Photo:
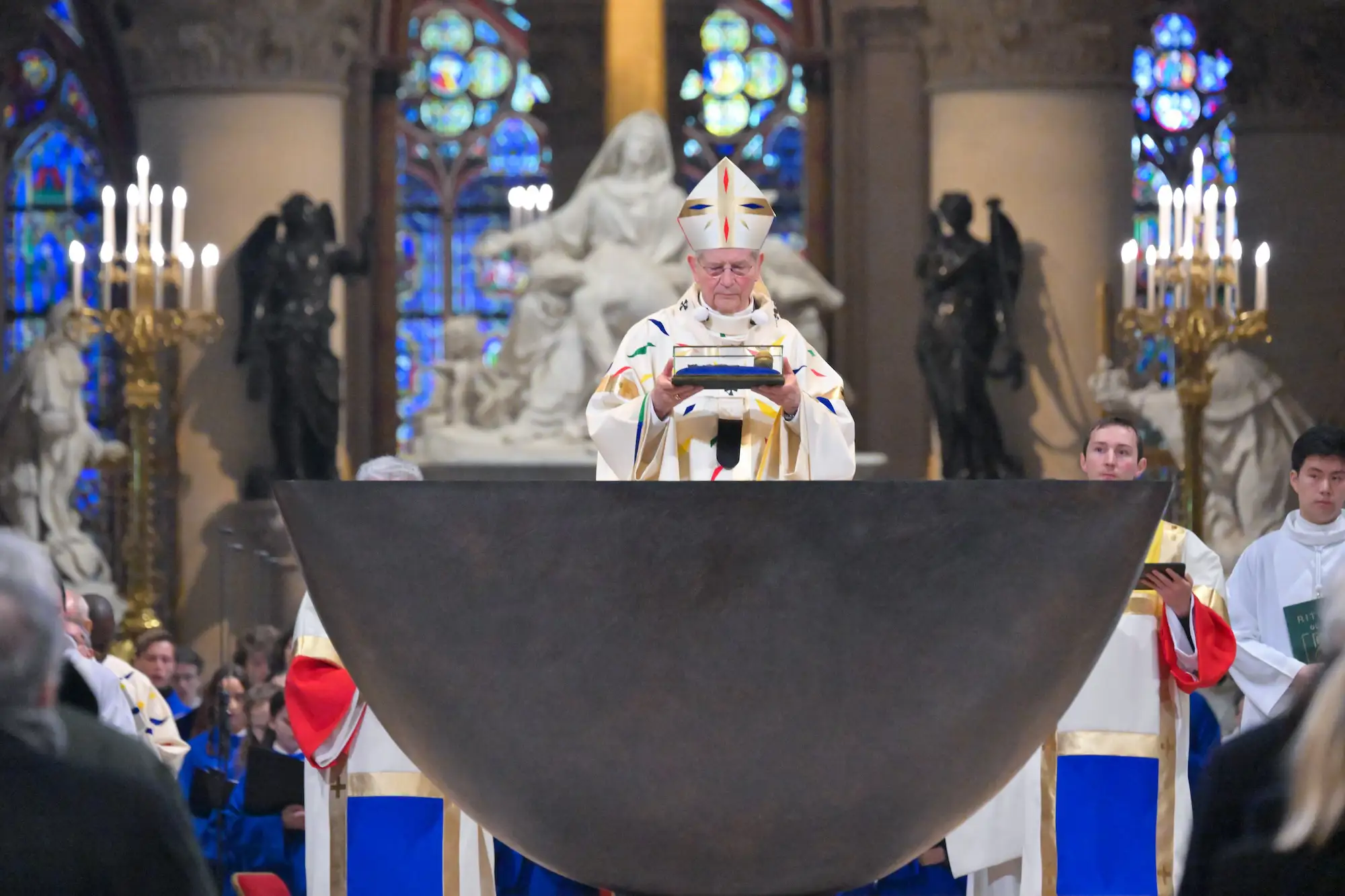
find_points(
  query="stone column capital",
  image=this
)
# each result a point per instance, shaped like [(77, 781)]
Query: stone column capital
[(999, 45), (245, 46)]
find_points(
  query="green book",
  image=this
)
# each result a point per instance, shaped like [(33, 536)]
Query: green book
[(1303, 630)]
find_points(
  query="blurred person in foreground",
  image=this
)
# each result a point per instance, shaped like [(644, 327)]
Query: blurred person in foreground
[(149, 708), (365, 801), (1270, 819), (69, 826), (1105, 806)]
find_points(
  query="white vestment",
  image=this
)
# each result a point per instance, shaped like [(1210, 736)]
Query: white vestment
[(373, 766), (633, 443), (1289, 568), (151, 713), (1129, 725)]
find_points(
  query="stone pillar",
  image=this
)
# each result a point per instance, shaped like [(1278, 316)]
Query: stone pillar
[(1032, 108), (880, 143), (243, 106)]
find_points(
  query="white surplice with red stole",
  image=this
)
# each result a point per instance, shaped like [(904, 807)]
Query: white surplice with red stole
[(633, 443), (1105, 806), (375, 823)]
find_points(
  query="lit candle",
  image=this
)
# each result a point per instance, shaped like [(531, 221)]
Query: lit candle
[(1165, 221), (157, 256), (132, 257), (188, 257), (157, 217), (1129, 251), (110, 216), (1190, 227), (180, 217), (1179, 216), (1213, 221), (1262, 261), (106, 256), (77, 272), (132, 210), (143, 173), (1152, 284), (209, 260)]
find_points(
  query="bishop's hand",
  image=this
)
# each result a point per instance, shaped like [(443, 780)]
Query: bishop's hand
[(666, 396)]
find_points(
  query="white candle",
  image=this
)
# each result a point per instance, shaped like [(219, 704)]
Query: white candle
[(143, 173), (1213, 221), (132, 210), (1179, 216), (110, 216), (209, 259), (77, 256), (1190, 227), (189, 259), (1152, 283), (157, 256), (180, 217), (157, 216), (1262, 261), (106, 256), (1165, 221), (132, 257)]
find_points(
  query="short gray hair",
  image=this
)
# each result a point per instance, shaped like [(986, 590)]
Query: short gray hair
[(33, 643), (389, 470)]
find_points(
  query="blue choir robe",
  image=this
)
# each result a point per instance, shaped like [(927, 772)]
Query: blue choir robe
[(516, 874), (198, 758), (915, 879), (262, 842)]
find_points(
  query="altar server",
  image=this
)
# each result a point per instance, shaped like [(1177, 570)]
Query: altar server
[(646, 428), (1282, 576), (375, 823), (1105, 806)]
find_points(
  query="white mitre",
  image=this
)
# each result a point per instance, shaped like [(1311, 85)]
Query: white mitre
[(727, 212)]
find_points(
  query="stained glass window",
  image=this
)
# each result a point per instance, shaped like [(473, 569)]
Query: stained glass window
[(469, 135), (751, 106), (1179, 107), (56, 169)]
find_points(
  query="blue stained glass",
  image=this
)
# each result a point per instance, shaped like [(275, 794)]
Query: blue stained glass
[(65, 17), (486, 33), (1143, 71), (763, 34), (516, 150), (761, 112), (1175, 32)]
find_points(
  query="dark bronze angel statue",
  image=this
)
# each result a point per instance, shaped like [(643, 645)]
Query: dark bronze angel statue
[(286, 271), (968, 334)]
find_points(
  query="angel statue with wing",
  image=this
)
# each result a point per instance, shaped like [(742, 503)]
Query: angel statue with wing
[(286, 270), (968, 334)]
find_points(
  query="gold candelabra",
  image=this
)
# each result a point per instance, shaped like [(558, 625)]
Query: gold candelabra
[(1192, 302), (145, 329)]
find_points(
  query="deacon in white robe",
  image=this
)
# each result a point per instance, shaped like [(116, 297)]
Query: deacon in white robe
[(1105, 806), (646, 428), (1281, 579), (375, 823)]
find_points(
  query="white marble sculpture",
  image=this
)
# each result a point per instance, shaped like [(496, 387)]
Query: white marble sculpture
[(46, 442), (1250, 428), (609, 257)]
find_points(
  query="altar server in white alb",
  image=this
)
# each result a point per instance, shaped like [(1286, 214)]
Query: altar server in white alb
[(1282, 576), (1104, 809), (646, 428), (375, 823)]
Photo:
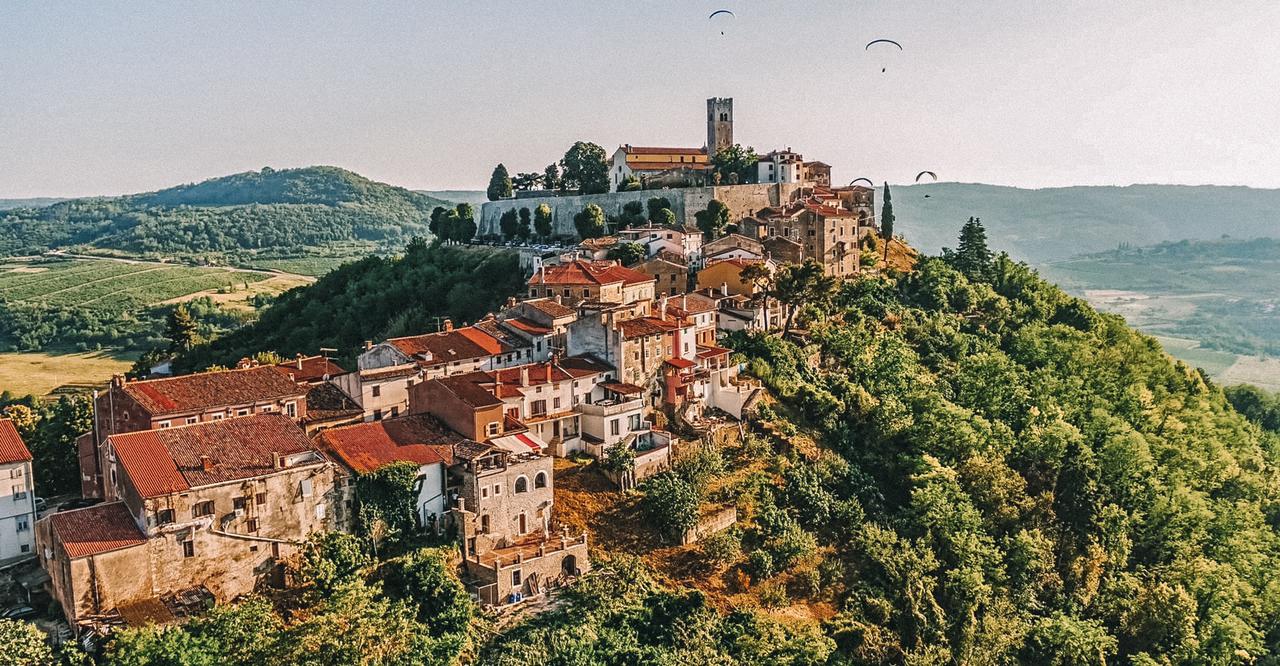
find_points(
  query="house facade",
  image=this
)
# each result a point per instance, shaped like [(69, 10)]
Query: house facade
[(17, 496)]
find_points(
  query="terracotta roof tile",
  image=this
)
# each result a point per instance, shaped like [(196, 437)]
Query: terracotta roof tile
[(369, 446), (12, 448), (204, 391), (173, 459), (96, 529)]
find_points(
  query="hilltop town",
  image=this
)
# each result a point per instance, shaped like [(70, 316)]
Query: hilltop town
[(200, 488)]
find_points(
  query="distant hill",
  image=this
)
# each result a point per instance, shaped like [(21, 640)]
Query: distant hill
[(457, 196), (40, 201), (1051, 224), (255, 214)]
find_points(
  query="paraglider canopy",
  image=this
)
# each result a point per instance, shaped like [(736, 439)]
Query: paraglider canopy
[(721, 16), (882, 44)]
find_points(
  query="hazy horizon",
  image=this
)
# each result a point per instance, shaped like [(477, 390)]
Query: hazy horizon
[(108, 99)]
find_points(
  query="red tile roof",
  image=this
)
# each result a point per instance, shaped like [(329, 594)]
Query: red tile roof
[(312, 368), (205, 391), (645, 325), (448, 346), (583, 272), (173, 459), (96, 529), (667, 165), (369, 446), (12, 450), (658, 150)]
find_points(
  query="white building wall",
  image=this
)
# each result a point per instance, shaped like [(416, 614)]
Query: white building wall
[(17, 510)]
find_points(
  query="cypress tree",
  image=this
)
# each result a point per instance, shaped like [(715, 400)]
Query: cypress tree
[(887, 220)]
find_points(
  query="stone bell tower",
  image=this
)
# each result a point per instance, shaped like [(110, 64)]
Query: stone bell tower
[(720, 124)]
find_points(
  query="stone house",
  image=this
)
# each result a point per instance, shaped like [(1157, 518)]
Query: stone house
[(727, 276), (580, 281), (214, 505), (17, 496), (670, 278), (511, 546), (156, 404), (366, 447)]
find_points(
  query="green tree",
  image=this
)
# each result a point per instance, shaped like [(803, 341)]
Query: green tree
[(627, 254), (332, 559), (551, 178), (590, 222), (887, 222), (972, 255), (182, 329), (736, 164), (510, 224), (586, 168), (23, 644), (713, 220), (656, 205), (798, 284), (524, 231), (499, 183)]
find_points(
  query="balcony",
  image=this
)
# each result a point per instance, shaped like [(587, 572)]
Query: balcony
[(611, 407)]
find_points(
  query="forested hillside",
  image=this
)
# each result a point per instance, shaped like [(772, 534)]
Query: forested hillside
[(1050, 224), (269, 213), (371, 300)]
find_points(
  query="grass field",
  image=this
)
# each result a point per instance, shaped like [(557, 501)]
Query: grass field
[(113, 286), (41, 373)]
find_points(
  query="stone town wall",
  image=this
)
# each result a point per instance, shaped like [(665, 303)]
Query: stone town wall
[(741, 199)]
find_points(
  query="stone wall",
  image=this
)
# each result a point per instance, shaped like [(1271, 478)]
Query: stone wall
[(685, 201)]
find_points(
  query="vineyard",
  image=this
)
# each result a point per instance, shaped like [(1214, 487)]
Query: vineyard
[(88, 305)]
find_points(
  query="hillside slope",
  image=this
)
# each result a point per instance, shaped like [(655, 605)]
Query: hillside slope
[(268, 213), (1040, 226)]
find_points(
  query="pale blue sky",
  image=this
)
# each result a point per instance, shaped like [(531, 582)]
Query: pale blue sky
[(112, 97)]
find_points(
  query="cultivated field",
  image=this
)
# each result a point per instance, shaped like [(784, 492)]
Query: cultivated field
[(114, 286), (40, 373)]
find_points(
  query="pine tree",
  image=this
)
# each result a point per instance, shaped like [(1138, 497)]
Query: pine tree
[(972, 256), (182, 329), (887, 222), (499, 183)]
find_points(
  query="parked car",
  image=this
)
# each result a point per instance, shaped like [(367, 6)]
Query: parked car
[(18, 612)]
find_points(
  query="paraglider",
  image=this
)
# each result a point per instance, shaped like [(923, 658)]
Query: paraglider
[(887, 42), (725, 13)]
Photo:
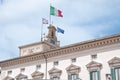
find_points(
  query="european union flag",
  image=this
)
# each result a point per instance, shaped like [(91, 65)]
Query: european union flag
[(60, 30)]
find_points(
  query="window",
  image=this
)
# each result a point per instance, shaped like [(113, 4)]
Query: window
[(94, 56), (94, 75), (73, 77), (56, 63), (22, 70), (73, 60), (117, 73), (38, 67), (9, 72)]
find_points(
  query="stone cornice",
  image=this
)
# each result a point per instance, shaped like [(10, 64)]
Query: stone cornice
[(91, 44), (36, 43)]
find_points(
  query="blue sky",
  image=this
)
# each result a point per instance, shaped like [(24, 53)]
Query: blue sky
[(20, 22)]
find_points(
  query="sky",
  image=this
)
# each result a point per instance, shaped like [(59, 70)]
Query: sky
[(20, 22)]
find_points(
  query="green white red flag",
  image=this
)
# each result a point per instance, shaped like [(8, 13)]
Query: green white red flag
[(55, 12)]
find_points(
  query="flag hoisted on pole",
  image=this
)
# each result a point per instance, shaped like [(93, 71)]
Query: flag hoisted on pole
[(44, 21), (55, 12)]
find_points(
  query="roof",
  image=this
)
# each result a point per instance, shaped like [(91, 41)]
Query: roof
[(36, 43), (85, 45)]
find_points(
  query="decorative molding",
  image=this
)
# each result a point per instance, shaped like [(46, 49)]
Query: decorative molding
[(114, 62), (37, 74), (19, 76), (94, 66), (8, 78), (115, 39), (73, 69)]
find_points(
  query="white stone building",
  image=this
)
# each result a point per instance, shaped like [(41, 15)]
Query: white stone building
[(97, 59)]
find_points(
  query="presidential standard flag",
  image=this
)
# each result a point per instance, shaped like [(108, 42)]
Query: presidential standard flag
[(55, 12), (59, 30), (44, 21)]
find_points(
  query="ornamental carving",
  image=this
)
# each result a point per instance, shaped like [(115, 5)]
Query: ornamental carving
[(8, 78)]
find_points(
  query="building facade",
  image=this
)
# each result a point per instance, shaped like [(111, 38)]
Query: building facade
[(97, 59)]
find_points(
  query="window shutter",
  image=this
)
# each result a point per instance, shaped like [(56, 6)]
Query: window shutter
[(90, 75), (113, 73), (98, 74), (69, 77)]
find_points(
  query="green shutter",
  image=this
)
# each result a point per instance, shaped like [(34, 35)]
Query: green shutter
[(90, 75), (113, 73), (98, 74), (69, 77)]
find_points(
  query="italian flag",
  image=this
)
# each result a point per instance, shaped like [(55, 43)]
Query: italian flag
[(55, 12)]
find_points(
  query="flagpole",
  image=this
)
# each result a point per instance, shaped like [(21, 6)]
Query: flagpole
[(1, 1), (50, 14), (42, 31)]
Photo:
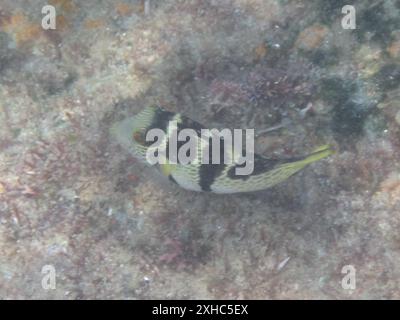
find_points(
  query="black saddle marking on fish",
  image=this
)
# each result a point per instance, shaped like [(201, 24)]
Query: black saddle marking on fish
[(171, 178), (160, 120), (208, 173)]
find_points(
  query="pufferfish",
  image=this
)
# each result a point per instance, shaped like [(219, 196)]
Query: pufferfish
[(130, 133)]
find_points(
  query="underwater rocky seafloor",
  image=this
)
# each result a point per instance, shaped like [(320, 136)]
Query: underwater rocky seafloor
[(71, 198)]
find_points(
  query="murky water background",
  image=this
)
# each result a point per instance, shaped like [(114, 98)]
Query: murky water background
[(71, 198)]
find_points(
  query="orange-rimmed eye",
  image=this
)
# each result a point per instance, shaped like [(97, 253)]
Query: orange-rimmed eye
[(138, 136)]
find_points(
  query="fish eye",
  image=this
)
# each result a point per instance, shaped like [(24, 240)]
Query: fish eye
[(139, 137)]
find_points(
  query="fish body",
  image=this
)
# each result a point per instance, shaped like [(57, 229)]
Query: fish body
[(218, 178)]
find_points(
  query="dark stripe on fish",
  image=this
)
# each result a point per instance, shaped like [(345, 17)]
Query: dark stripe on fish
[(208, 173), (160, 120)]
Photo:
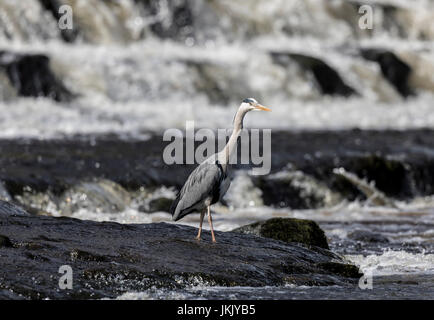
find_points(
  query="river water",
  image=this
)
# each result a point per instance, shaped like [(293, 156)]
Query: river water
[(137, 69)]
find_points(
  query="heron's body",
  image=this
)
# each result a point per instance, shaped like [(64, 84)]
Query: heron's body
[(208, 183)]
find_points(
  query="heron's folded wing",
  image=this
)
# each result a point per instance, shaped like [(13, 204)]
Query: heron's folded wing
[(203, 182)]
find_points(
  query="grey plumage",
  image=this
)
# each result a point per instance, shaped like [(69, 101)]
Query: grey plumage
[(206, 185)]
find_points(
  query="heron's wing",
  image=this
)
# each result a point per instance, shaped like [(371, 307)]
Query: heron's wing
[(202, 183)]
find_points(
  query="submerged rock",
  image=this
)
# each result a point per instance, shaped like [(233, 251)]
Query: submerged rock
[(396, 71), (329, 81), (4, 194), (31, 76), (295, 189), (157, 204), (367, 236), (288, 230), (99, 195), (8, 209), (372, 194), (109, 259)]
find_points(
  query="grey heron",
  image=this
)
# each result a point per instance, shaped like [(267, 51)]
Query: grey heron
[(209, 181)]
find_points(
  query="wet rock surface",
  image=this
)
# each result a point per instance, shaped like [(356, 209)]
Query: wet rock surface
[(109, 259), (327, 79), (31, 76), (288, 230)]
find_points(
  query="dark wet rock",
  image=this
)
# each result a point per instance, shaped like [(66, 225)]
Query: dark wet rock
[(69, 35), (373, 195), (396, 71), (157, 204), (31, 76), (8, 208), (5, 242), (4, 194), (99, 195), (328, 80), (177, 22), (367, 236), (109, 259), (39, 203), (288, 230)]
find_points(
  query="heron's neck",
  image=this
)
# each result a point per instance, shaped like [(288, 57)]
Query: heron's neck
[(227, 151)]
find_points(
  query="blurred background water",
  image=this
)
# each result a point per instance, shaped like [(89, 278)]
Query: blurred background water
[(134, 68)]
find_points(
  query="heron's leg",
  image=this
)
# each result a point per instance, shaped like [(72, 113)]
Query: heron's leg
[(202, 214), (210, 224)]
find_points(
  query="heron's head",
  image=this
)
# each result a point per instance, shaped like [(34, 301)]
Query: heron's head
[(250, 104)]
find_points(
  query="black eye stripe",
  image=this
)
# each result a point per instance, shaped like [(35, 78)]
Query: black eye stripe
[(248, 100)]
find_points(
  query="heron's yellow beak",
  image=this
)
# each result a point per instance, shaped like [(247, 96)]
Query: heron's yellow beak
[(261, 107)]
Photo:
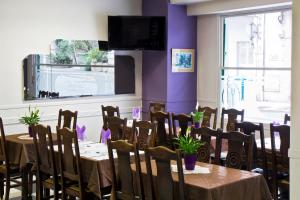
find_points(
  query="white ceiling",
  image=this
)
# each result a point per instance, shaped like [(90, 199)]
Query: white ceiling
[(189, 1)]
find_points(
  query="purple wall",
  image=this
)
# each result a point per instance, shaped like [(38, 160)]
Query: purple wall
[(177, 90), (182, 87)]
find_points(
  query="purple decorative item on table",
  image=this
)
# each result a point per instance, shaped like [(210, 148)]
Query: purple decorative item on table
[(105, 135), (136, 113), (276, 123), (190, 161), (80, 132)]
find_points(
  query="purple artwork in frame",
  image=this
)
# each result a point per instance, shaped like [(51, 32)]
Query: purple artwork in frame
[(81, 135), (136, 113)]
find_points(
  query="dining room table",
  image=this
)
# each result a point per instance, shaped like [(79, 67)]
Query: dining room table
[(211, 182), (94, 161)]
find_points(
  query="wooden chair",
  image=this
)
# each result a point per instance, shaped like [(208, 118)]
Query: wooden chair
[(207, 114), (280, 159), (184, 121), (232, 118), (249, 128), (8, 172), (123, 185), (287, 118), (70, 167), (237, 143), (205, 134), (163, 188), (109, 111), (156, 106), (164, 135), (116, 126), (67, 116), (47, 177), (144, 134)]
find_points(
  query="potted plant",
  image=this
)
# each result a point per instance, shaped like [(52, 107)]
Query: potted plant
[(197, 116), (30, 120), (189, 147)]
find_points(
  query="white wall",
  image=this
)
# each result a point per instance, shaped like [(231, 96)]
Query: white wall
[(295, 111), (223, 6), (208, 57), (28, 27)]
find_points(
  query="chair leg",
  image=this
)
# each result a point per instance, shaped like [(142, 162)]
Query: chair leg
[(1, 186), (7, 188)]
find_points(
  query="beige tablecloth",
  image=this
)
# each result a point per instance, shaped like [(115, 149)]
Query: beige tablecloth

▶ [Exercise goal]: Starting at the beginning of the records and ending at the line that contains "[(666, 396)]", copy out every line, requests included, and scale each point coordinate in the answers by 0.7, rounding to whole numbers with halves going up; numbers in the requests and their format samples stay as they are. Leave the pictures out.

▶ [Exercise solution]:
Photo:
find_points(
  query="stone column capital",
  image=this
)
# each result a point per instance, shaped like [(77, 781)]
Query: stone column capital
[(699, 32), (172, 32)]
find_points(
  query="green book",
  image=this
)
# each result a point per instance, shaped like [(33, 536)]
Query: green book
[(912, 441)]
find_points(
  query="blurred person in foreground",
  image=this
)
# each result a point per instance, shaped like [(644, 327)]
Query: blurred person in foreground
[(104, 496), (256, 561), (889, 573), (48, 578), (774, 564)]
find_points(
  query="white vestment",
  image=this
)
# each result a point per instance, shaped like [(1210, 736)]
Query: white vestment
[(261, 536), (443, 310), (902, 398), (106, 499), (790, 508)]
find_points(
  query="stone pillar",
  image=this
)
# each result a point per instance, shaped like [(1278, 316)]
Query: stone pillar
[(722, 76), (616, 100), (170, 74)]
find_points(
  query="white surplice with red stole",
  image=this
)
# each result a point per instance, shaped like [(904, 807)]
Query: white surplice with red stole
[(443, 310), (774, 564), (263, 576)]
find_points(
  query="lit candle",
  image=this
)
# each result a point per instance, shaped like [(531, 221)]
Query: lit candle
[(816, 155), (110, 179), (92, 180), (132, 180), (110, 152), (790, 176), (77, 151), (833, 159), (126, 152), (825, 151), (849, 155), (883, 183), (74, 179), (54, 190), (92, 147), (100, 121), (806, 199), (146, 182)]
find_points(
  query="bishop's hand",
  image=this
)
# each result a point per instance, shaped like [(443, 780)]
Query: bishop's hand
[(466, 277)]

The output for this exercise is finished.